La décision du juge McGillis et la jurisprudence

Le juge McGillis a examiné minutieusement les antécédents du Tribunal, ses liens avec la Commission et les changements apportés à ces liens qui ont donné lieu à la structure institutionnelle du Tribunal au moment où il a entendu les demandes de révision judiciaire de Bell.

Le juge McGillis a également effectué une analyse détaillée des pouvoirs légaux, tout particulièrement ceux de la Cour suprême du Canada, en ce qui concerne la question d'indépendance judiciaire et d'impartialité. Elle a résumé la jurisprudence de la façon suivante : L'exigence d'indépendance judiciaire s'applique aux tribunaux jouant un rôle d'arbitre. Le degré d'indépendance nécessaire varie selon la nature du tribunal, les intérêts en jeu et d'autres indices d'indépendance. Ces principes ont été énoncés dans l'affaire Valente c. La Reine(8) et appliqués ultérieurement à de nombreuses décisions de la Cour suprême(9). Il est important de mentionner que le juge McGillis a reconnu qu'on devrait faire preuve de souplesse lorsqu'il s'agit de tribunaux administratifs. En effet, ce principe a été énoncé dans les causes Valente, Matsqui et Régie des permis d alcool du Québec ou la Cour suprême a reconnu que ces tribunaux ne sont pas nécessairement obligés de fournir les mêmes garanties d'indépendance que les cours supérieures. Le juge McGillis a conclu que ce Tribunal joue un rôle purement d'arbitrage, traitant des droits et des intérêts quasi constitutionnels. À ce titre, un degré d'indépendance plus élevé est nécessaire.

Selon le jugement dans l'affaire Valente et comme on l'a expliqué dans le Renvoi sur les juges, l'indépendance judiciaire repose sur la présence d'une série de garanties objectives ou de caractéristiques essentielles. Il s'agit de l'inamovibilité, de la sécurité financière et de l'indépendance administrative. De plus, une autre exigence doit être respectée. La Cour ou le Tribunal doit être raisonnablement perçu comme étant indépendant. Les caractéristiques essentielles sont nécessaires pour assurer une perception raisonnable d'indépendance.

Pour déterminer s'il y a crainte raisonnable de partialité, on n'a qu'à se poser la question suivante : Qu'est-ce qu'une personne raisonnable et sensée, bien informée, et ayant bien réfléchi à la question, aurait conclu?

Dans l'affaire Katz c. la Bourse de Vancouver(10), la Cour suprême (en confirmant la décision de la Cour d'appel de la Colombie-Britannique) a étoffé la notion de bien informée. La personne raisonnable ne doit pas uniquement tenir compte de l'acte législatif ou du texte législatif, mais également de la façon dont il est appliqué ou fonctionne en pratique. En d'autres mots, l'expression bien informée signifie qu'il faut connaître les faits et les circonstances opérationnelles. Sinon, la personne sensée peut être sensée, mais non informée.

EXERCICES PROPOSÉS:
1: Traduisez en anglais la phrase suivante de l'extrait sur l'indépendance judiciaire : « Le degré d'indépendance nécessaire varie selon la nature du tribunal, les intérêts en jeu et d'autres indices d'indépendance. »
2: Dans l'extrait sur l'indépendance judiciaire, relevez toutes les garanties objectives ou caractéristiques essentielles sur lesquelles repose l'indépendance judiciaire.
3: Reproduisez fidèlement le passage de l'extrait sur l'indépendance judiciaire, de « Selon le jugement » à « question, aurait conclu? ».

ENREGISTREMENTS:
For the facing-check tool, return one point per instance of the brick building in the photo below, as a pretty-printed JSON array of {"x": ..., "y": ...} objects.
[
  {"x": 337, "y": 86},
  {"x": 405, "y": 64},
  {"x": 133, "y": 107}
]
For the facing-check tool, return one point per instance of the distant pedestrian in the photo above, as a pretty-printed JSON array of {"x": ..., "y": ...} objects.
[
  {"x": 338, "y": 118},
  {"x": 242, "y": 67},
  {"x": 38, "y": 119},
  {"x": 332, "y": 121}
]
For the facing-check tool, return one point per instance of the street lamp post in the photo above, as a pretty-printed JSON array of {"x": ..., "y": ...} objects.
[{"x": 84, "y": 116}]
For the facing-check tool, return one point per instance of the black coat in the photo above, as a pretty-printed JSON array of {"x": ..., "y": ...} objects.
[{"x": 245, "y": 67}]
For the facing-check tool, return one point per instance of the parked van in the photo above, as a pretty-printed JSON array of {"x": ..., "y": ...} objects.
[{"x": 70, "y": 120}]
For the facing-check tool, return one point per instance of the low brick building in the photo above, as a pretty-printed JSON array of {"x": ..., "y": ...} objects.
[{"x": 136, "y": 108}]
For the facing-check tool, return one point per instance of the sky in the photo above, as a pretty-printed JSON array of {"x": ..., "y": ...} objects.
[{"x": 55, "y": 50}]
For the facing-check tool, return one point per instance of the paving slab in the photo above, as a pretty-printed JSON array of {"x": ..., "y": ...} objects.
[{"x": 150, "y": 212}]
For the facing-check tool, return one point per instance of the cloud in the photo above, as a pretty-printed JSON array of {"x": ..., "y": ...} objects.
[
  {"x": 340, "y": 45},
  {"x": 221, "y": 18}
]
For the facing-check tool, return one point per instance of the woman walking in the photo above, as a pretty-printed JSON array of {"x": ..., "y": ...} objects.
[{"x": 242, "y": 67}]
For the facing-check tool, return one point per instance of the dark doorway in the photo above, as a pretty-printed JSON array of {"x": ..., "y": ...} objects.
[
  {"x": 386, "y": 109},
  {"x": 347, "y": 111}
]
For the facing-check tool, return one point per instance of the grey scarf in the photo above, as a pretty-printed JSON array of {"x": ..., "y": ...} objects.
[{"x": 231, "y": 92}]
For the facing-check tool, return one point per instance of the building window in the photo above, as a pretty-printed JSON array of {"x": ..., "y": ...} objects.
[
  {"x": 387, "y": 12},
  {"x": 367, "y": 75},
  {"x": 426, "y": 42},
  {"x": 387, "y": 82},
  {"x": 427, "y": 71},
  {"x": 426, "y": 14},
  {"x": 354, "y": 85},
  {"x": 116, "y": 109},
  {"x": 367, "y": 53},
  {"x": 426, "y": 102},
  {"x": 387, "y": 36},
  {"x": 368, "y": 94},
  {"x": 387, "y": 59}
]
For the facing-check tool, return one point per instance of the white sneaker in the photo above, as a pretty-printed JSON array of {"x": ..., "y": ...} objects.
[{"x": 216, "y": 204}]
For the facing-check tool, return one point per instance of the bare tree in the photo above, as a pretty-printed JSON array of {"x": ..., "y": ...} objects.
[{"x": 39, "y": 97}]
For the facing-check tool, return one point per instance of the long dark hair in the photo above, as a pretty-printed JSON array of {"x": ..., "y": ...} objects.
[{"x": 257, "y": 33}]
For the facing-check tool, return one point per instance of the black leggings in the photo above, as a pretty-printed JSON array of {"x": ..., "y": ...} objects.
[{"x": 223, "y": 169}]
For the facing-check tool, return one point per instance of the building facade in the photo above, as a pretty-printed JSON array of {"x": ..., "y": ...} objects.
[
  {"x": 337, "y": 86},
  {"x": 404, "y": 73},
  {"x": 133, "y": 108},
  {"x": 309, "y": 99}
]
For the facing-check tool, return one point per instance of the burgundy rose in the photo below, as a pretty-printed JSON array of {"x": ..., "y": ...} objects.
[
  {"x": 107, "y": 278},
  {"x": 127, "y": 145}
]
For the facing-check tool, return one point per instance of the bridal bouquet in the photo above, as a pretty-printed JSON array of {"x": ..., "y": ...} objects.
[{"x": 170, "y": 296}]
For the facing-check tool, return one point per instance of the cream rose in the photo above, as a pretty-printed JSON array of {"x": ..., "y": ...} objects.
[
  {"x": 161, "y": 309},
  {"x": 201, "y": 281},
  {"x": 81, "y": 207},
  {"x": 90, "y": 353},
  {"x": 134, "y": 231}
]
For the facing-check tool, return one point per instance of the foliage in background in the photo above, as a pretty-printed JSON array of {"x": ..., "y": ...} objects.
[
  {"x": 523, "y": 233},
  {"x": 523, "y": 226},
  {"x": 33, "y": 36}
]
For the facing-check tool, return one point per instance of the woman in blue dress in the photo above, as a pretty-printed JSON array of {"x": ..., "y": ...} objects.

CORRIGÉ DES EXERCICES:
1: The degree of independence required varies according to the nature of the tribunal, the interests at stake and other indicia of independence.

2:
- l'inamovibilité
- la sécurité financière
- l'indépendance administrative

3:
Selon le jugement dans l'affaire Valente et comme on l'a expliqué dans le Renvoi sur les juges, l'indépendance judiciaire repose sur la présence d'une série de garanties objectives ou de caractéristiques essentielles. Il s'agit de l'inamovibilité, de la sécurité financière et de l'indépendance administrative. De plus, une autre exigence doit être respectée. La Cour ou le Tribunal doit être raisonnablement perçu comme étant indépendant. Les caractéristiques essentielles sont nécessaires pour assurer une perception raisonnable d'indépendance.

Pour déterminer s'il y a crainte raisonnable de partialité, on n'a qu'à se poser la question suivante : Qu'est-ce qu'une personne raisonnable et sensée, bien informée, et ayant bien réfléchi à la question, aurait conclu?